Excerpt to read
The Dogs Of Revolution

dogsThe topic of revolution is frequently addressed on this blog as an imperative to end the Animal Holocaust. As there are not enough animal activists to accomplish such a course of action, it will be necessary, and logical, to join with others who are also enemies of the state.

The Animal Holocaust claims over 60 billion victims every year. All victims of capitalism, all sacrificed on the altar of profits, all murdered by businessmen, all the horrors defended by conservatives, all the horrors sanctified by religions, all the horrors perfectly legal.


 Animals are born into slavery, tortured in slavery, murdered in slavery.
They are mere property, their suffering tolerated by society, their cries unheard by the overwhelming majority of people who are complicit in their abuse and their deaths.


The Animal Holocaust is increasing in numbers every year, in spite of all we in the animal movement do to educate the public, to recruit vegans, to spread compassion.

The number of animals who die in slaughterhouses is expected to double in 20 years.

The animals are losing. All we do is no match for the capitalist propaganda machine that creates ever increasing demand for animal corpses. Our meager personal resources are drowned out by advertising campaigns funded by the blood and screams of the victims of Big Agriculture.

Capitalist societies murder and consume more animal corpses than every other type of society in human history, from aboriginal societies to feudal societies to mercantilist societies to socialist societies.

Capitalism will never yield to compassion.
Capitalism will never surrender profits and private property to animal rights.
Capitalism is the primary cause of animal cruelty, exploitation, and murder.

Whatever government were to emerge from an overthrow of capitalism would be a huge improvement for the animals. And if animal activists are close to the reins of power, they will be in positions to make major differences for the animals.

The enemies of the capitalist state are numerous, and growing.
Social justice advocates are fighting against racism, police terrorism, institutional injustice.
Peace advocates are fighting against war, militarization, belligerent foreign policy, and drone murders.
Occupiers are fighting against wealth inequality, income disparity, and globalization.
Feminists are fighting for equality and reproductive freedoms.
The poor are fighting for economic justice and safety nets.
Prison reformers are fighting against the American prison state, the death penalty, and unequal justice.

Provided material
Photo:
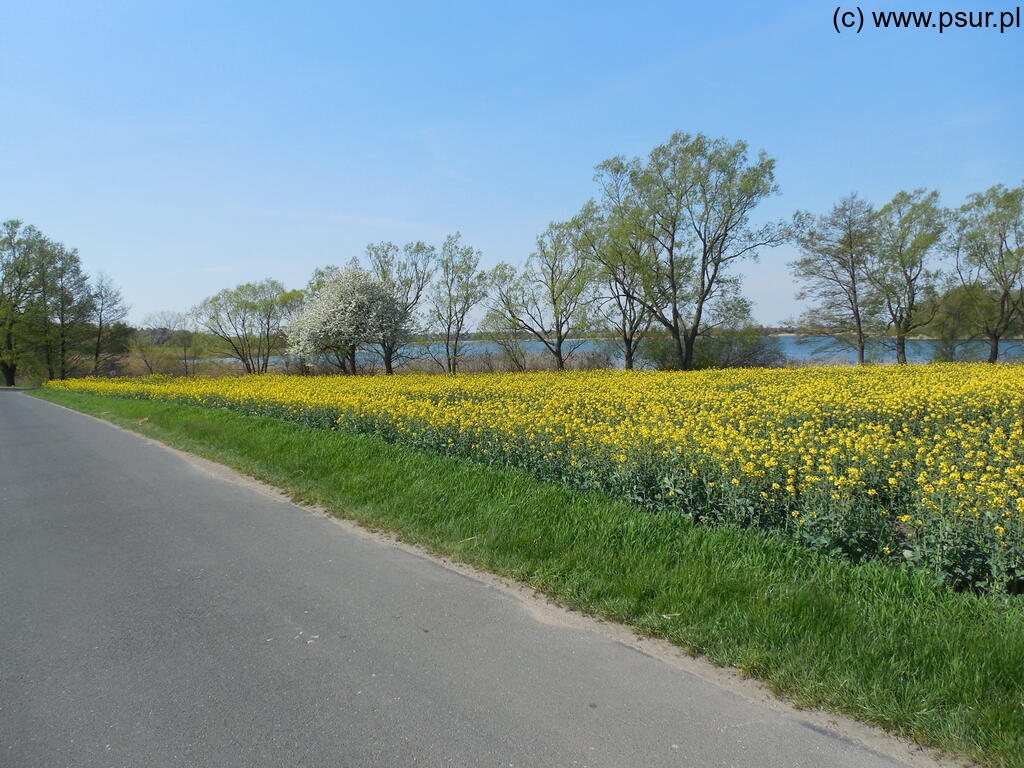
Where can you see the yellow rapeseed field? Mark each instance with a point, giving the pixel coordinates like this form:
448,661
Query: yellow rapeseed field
922,464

Given problem 1
In the post on revolution, what is expected to happen to the number of animals who die in slaughterhouses over the next 20 years?
Given problem 2
Translate this sentence from the post on revolution into Spanish: "Feminists are fighting for equality and reproductive freedoms."

Correct result 1
It is expected to double.

Correct result 2
Las feministas están luchando por la igualdad y las libertades reproductivas.